- **Task requirements**
Format every line of the items below as a numbered list, leaving out blank lines.

- **Stored records**
★ ★ ★

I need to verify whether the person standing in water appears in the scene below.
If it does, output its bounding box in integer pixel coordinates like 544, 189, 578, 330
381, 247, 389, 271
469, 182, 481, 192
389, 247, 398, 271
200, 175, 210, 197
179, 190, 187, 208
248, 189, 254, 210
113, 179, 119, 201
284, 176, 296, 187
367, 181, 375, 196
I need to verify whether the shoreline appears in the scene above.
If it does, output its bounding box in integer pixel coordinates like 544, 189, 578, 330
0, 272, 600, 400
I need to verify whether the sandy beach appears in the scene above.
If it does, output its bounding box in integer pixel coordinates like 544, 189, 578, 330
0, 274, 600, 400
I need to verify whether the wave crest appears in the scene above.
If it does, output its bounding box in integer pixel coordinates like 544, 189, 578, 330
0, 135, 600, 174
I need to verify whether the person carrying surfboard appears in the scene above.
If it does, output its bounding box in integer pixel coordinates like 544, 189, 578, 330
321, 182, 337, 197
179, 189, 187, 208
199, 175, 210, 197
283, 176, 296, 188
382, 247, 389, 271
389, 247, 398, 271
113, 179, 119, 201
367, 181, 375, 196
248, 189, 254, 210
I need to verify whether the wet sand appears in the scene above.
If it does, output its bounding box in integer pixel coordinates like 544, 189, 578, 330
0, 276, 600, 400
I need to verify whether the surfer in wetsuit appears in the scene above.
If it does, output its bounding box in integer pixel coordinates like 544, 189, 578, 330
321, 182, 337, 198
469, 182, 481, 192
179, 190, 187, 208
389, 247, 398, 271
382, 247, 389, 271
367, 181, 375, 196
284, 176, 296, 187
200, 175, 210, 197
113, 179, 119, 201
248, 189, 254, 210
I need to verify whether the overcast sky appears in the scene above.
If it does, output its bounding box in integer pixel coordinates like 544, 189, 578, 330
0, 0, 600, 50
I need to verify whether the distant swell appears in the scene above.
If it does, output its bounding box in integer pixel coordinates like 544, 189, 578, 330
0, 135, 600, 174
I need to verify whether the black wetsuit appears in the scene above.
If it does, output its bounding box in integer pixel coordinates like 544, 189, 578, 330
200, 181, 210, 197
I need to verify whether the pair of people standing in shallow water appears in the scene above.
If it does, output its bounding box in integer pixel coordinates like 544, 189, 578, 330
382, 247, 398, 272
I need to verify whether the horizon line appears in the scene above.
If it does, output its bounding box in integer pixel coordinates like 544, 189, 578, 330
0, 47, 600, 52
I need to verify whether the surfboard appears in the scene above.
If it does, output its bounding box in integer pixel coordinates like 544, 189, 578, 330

★ ★ ★

- **Problem solution**
1. I need to verify whether the person standing in water appears in the scene below.
2. If it does, output its bounding box in integer pixel coordinates like 544, 189, 578, 330
3. 381, 247, 389, 271
4. 469, 182, 481, 192
5. 389, 247, 398, 271
6. 200, 175, 210, 197
7. 179, 190, 187, 208
8. 248, 189, 254, 210
9. 113, 179, 119, 201
10. 284, 176, 296, 187
11. 367, 181, 375, 196
12. I need to verify whether the shoreline appears in the scene above.
13. If it does, output its bounding box in integer pixel coordinates like 544, 189, 578, 330
14. 0, 272, 600, 400
15. I need to verify whether the sandy beach appears in the scene above.
16. If it does, output its bounding box in integer pixel coordinates like 544, 189, 578, 330
17. 0, 274, 600, 400
18. I need to verify whether the wave crest appears in the scene above.
19. If it does, output its bounding box in integer pixel coordinates like 544, 189, 578, 330
20. 0, 135, 600, 174
21. I need to verify whether the person carrying surfboard appears in the scene above.
22. If it does, output its bounding box in integer pixel coordinates like 544, 189, 578, 330
23. 321, 182, 337, 197
24. 179, 189, 187, 208
25. 199, 175, 210, 197
26. 283, 176, 296, 188
27. 382, 247, 389, 271
28. 389, 247, 398, 271
29. 113, 179, 119, 201
30. 367, 181, 375, 196
31. 248, 189, 254, 210
32. I need to verify whether the wet sand appears in the scene above.
33. If it does, output its bounding box in integer pixel coordinates like 544, 189, 578, 330
34. 0, 276, 600, 400
35. I need to verify whether the surfer in wetsuit appears in the scene above.
36. If it does, output its bounding box in integer pixel coordinates like 544, 189, 578, 330
37. 321, 182, 337, 198
38. 469, 182, 481, 192
39. 179, 190, 187, 208
40. 389, 247, 398, 271
41. 382, 247, 389, 271
42. 367, 181, 375, 196
43. 284, 176, 296, 187
44. 200, 175, 210, 197
45. 113, 179, 119, 201
46. 248, 189, 254, 210
47. I need to verify whether the overcast sky appears in the scene above.
48. If it does, output its bounding box in integer pixel coordinates like 544, 189, 578, 330
49. 0, 0, 600, 50
50. I need to verify whether the distant swell appears in the scene above.
51. If it does, output its bounding box in integer pixel coordinates like 544, 189, 578, 330
52. 0, 135, 600, 174
53. I need to verify whether the black wetsuit appears in the scene above.
54. If it does, output its bounding box in integer pixel coordinates like 544, 189, 578, 330
55. 200, 181, 210, 197
56. I need to verify whether the pair of people standing in shallow water appears in the scene above.
57. If it does, output its bounding box in integer pixel coordinates like 544, 189, 578, 330
58. 382, 247, 398, 272
59. I need to verify whether the horizon line appears in the scene above.
60. If it does, output its bounding box in integer pixel coordinates like 544, 189, 578, 330
61. 0, 47, 600, 52
62. I need to verify whether the surfboard appears in the scene above.
63. If it does, output its bounding box in integer pixel coordinates like 544, 189, 578, 330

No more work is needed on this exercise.